▸ SET TASK: Please rewrite the lines below, changing "palm tree" to "street lamp" and leaving everything else the same.

▸ STORED RECORDS:
---------------

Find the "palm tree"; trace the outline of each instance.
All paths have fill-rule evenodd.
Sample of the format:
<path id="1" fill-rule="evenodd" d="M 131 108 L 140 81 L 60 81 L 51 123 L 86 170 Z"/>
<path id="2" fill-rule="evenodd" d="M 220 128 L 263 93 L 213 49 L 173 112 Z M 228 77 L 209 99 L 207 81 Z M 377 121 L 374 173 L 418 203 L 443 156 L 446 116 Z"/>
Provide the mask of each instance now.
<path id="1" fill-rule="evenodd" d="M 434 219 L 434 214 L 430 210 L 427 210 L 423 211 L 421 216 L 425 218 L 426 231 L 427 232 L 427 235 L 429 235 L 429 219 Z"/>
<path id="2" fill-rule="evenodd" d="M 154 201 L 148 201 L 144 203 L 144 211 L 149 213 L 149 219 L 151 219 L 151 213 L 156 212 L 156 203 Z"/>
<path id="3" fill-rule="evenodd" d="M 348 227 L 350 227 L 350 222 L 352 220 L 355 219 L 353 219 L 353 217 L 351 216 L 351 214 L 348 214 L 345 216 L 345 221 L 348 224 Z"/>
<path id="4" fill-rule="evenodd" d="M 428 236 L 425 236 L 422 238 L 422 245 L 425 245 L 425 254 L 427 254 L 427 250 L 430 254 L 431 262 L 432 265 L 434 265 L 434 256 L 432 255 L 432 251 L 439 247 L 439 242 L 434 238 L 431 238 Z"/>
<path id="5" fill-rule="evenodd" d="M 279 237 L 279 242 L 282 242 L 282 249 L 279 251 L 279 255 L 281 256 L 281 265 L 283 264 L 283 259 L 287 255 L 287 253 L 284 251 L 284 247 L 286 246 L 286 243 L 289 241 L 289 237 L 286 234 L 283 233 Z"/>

---------------

▸ WORKED ANSWER:
Find the "street lamp"; trace the outline of each instance.
All paths have fill-rule evenodd.
Sample of the format:
<path id="1" fill-rule="evenodd" d="M 131 108 L 140 81 L 60 81 L 51 123 L 86 170 Z"/>
<path id="2" fill-rule="evenodd" d="M 220 128 L 263 93 L 213 49 L 173 112 Z M 228 77 L 209 99 L 207 81 Z M 377 121 L 374 173 L 418 203 L 443 156 L 446 116 Z"/>
Provide the mask of each instance now.
<path id="1" fill-rule="evenodd" d="M 434 219 L 434 214 L 430 210 L 427 210 L 423 211 L 421 216 L 425 218 L 426 231 L 427 232 L 427 235 L 429 235 L 429 219 Z"/>
<path id="2" fill-rule="evenodd" d="M 154 201 L 148 201 L 144 203 L 144 211 L 149 213 L 149 219 L 151 219 L 151 213 L 156 212 L 156 203 Z"/>
<path id="3" fill-rule="evenodd" d="M 348 227 L 350 227 L 350 222 L 352 220 L 355 219 L 353 219 L 353 217 L 351 216 L 351 214 L 348 214 L 345 216 L 345 221 L 348 224 Z"/>
<path id="4" fill-rule="evenodd" d="M 428 236 L 425 236 L 422 238 L 422 245 L 425 245 L 425 254 L 427 254 L 427 250 L 430 254 L 431 262 L 432 265 L 434 265 L 434 256 L 432 255 L 432 251 L 439 247 L 439 242 L 434 238 L 431 238 Z"/>
<path id="5" fill-rule="evenodd" d="M 279 237 L 279 242 L 282 242 L 282 249 L 279 251 L 279 255 L 281 256 L 281 265 L 283 264 L 283 259 L 287 255 L 287 253 L 284 251 L 284 247 L 286 246 L 286 243 L 289 241 L 289 237 L 286 234 L 283 233 Z"/>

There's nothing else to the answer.